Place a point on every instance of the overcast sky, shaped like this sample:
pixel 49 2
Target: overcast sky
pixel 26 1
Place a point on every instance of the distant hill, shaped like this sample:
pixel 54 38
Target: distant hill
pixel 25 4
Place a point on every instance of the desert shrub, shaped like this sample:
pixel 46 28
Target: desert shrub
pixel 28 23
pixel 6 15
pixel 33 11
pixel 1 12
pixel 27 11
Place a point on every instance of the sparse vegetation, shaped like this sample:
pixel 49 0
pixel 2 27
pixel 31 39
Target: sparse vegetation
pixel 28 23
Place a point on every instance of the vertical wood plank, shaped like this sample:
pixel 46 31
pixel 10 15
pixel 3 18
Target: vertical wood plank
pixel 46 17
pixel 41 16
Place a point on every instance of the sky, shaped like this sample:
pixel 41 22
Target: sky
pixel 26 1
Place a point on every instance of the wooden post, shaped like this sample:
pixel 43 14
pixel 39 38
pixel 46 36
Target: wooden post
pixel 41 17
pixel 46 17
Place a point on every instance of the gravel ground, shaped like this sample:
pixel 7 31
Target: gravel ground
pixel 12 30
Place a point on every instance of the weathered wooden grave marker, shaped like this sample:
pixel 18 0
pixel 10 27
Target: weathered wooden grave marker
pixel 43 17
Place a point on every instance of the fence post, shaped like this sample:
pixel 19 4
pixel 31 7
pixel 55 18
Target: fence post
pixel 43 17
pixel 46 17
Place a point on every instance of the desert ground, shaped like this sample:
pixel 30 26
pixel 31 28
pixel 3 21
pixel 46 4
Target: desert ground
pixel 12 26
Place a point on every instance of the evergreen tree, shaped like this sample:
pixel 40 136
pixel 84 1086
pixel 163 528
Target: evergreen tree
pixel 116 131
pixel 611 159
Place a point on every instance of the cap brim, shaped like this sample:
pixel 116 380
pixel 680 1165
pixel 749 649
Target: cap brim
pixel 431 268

EXERCISE INSTRUCTIONS: Reproduce all of the items above line for line, with no change to wording, numbers, or order.

EXERCISE ANSWER:
Place a point on every instance of the overcast sky, shaped like this sample:
pixel 49 2
Target: overcast sky
pixel 26 1
Place a point on every instance of the distant hill, shaped like this sample:
pixel 54 38
Target: distant hill
pixel 25 4
Place a point on every instance of the desert shrub, shaped like this sample:
pixel 46 28
Target: desert shrub
pixel 28 23
pixel 6 15
pixel 33 11
pixel 1 12
pixel 27 11
Place a point on every instance of the sparse vegetation, shaped like this sample:
pixel 49 0
pixel 2 27
pixel 31 39
Target: sparse vegetation
pixel 28 23
Place a point on every instance of the vertical wood plank, shaped like this sample:
pixel 46 31
pixel 10 15
pixel 3 18
Target: vertical wood plank
pixel 46 17
pixel 41 16
Place a point on every instance of the sky, shaped like this sample:
pixel 41 22
Target: sky
pixel 26 1
Place a point on every instance of the wooden post, shaped like this sample:
pixel 43 14
pixel 39 38
pixel 46 36
Target: wooden post
pixel 41 17
pixel 46 17
Place a point on every instance of the gravel ground, shaped like this sample:
pixel 7 31
Target: gravel ground
pixel 12 30
Place a point on every instance of the weathered wooden grave marker, shaped like this sample:
pixel 18 0
pixel 10 27
Target: weathered wooden grave marker
pixel 43 17
Place a point on every instance of the fence post, shaped like this sample:
pixel 19 4
pixel 31 7
pixel 55 18
Target: fence post
pixel 43 17
pixel 46 17
Place a point on every instance of the desert ground, shaped like this sample:
pixel 30 26
pixel 31 28
pixel 3 21
pixel 46 4
Target: desert ground
pixel 12 26
Place a point on every instance of the evergreen tree, shaped like this sample:
pixel 40 136
pixel 84 1086
pixel 163 528
Target: evergreen tree
pixel 116 131
pixel 611 159
Place a point on every instance of the cap brim, shaped like this sample:
pixel 116 380
pixel 680 1165
pixel 749 649
Target: cap brim
pixel 431 268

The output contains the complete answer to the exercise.